----- Texte

En dehors de ces deux écueils, le film est juste. Comme pour les autres aspects, il n’ex­plique pas, il montre ; ce sera donc à vous de com­prendre pour­quoi Joel fume et picole un peu plus que de rai­son, pour­quoi il tient Jessie par le sac à dos quand elle avance pour pho­to­gra­phier des mili­ciens au coin d’un mur, pour­quoi Lee rampe pas à pas quand elle essaie de shoo­ter un sni­per alors qu’elle cavale en déclen­chant à la volée face à une mitrailleuse, ou pour­quoi les indé­pen­dants traitent les repor­ters qui accom­pagnent l’ar­mée d”  »embed­ded assholes ». Mais la ges­tuelle est excel­lente, jus­qu’aux ins­tants de stu­peur où on oublie une seconde d’ap­puyer sur le déclen­cheur et la seconde qui suit, où on l’en­fonce d’au­tant plus vite, comme pour rat­tra­per le temps per­du. Les dia­logues sonnent juste aus­si, et j’ai croi­sé assez d’an­ciens pho­to­graphes de guerre pour pen­ser que « À ton avis ? » est exac­te­ment la réponse qu’ils feraient à quel­qu’un qui leur deman­de­rait s’ils pho­to­gra­phie­raient sa mort.

Finalement, le plus gros bug du film est la dis­pa­ri­tion des casques, jamais expli­quée. Ce sont clai­re­ment des objets de valeur, qua­si­ment indis­pen­sables dans un tel contexte — d’ailleurs, Lee insiste des­sus au début du film. Les ont-ils échan­gés contre un plein ? Ont-ils été racket­tés ou volés ? On n’en sait rien. Les habi­tués du ciné­ma savent qu’il y a sans doute une expli­ca­tion bien plus simple : éclai­ra­gistes, cadreurs, direc­teurs de la pho­to­gra­phie et même acteurs détestent les casques, qui créent des ombres incon­grues. Celles-ci détournent l’at­ten­tion du spec­ta­teur, cachent les yeux des comé­diens et com­pliquent la cap­ture de l’in­ter­pré­ta­tion. Mais il aurait été bon que le scé­na­rio y fasse allu­sion, ne serait-ce que par une évo­ca­tion en passant.

Lee à l'entrée dans le village paisible
C’est flip­pant ici, tout est calme, Rob a même le temps de faire un beau plan posé et com­po­sé à quatre épingles… — pho­to A24

Et puis, comme pour tous les films qui parlent de pho­to, on va inévi­ta­ble­ment se deman­der com­ment ils sont eux-mêmes pho­to­gra­phiés. Un film poten­tiel­le­ment bon qui parle de pho­to avec une image banale va for­cé­ment tom­ber à plat au moins sur ce point. Un film plus super­fi­ciel qui parle de pho­to avec une belle pho­to y gagne inévitablement.

Qui donc a pho­to­gra­phié Civil war ? Rob Hardy. Directeur de la pho­to du sublime Boy A, du magni­fique Ex Machina, de l’aus­si joli qu’ou­bliable MI:Fallout et du dis­cret mais élé­gant Broken. On est entre de bonnes mains.

----------
----- Liste

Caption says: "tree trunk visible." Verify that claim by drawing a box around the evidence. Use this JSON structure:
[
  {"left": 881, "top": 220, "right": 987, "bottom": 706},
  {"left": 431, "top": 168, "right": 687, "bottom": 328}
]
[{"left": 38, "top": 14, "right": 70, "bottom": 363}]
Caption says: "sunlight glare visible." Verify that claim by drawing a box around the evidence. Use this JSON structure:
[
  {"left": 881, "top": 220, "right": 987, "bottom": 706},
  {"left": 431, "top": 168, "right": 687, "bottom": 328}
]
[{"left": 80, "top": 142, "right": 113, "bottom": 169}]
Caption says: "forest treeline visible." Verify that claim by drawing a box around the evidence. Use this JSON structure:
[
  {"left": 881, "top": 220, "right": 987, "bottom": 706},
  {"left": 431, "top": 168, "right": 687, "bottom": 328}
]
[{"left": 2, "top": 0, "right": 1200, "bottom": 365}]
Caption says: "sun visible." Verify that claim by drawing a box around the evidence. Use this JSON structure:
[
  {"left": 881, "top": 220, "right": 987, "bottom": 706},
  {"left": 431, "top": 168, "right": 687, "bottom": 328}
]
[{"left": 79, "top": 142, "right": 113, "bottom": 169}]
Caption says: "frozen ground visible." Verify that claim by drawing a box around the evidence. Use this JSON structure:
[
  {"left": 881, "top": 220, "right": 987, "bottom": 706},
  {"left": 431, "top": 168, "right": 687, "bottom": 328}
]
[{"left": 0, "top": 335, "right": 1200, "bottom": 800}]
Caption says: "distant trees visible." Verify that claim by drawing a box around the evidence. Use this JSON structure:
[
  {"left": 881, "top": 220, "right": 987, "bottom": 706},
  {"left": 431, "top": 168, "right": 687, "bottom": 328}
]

----------

Recopiez fidèlement le passage du texte sur le film Civil War qui commence à "Lee à l'entrée" et se termine à "de bonnes mains.". Les items n'ont aucun lien avec le texte.

Lee à l'entrée dans le village paisible
C’est flip­pant ici, tout est calme, Rob a même le temps de faire un beau plan posé et com­po­sé à quatre épingles… — pho­to A24

Et puis, comme pour tous les films qui parlent de pho­to, on va inévi­ta­ble­ment se deman­der com­ment ils sont eux-mêmes pho­to­gra­phiés. Un film poten­tiel­le­ment bon qui parle de pho­to avec une image banale va for­cé­ment tom­ber à plat au moins sur ce point. Un film plus super­fi­ciel qui parle de pho­to avec une belle pho­to y gagne inévitablement.

Qui donc a pho­to­gra­phié Civil war ? Rob Hardy. Directeur de la pho­to du sublime Boy A, du magni­fique Ex Machina, de l’aus­si joli qu’ou­bliable MI:Fallout et du dis­cret mais élé­gant Broken. On est entre de bonnes mains.